## Reading text:
•••

Improved Diagnostic Tool Enhances Global Monitoring of Strongyloidiasis
A new advanced diagnostic test developed by researchers improves the detection and monitoring of strongyloidiasis, a neglected tropical disease, by accurately distinguishing between key parasite species affecting humans and animals.
Scientists at the Liverpool School of Tropical Medicine have introduced a groundbreaking diagnostic method that significantly advances the detection and monitoring of strongyloidiasis, a parasitic disease caused by worms of the Strongyloides genus. This innovative test enables precise identification of two closely related species, Strongyloides stercoralis—which primarily infects humans—and Strongyloides fuelleborni fuelleborni, traditionally found in non-human primates but increasingly linked to zoonotic transmission.

•••

## Raw data:
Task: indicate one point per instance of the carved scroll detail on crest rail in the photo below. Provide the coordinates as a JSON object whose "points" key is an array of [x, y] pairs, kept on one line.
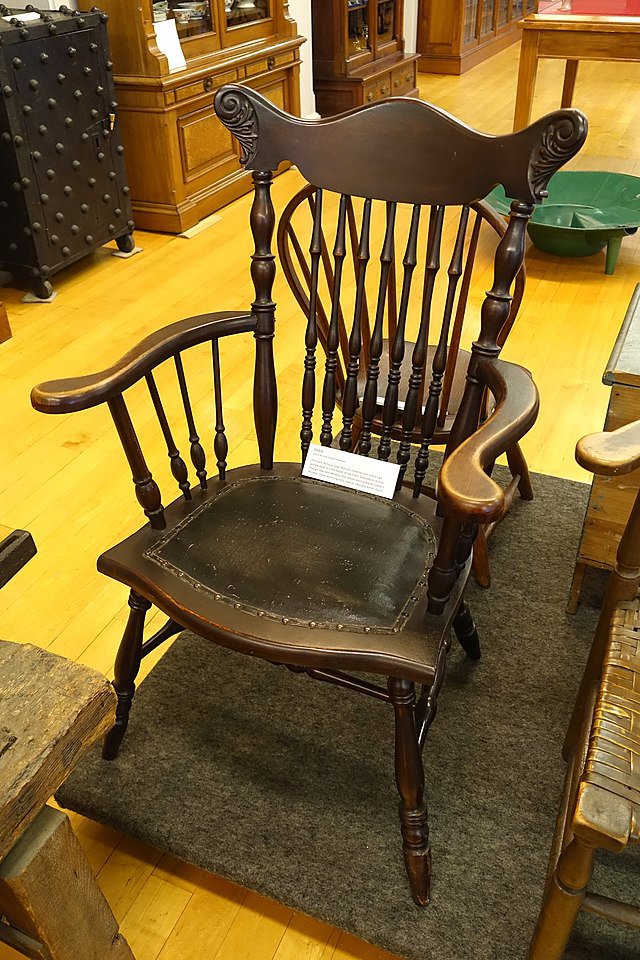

•••

Print the whole strongyloidiasis diagnostic test article word for word, from its headline to its final sentence.

## Exercise output:
Improved Diagnostic Tool Enhances Global Monitoring of Strongyloidiasis
A new advanced diagnostic test developed by researchers improves the detection and monitoring of strongyloidiasis, a neglected tropical disease, by accurately distinguishing between key parasite species affecting humans and animals.
Scientists at the Liverpool School of Tropical Medicine have introduced a groundbreaking diagnostic method that significantly advances the detection and monitoring of strongyloidiasis, a parasitic disease caused by worms of the Strongyloides genus. This innovative test enables precise identification of two closely related species, Strongyloides stercoralis—which primarily infects humans—and Strongyloides fuelleborni fuelleborni, traditionally found in non-human primates but increasingly linked to zoonotic transmission.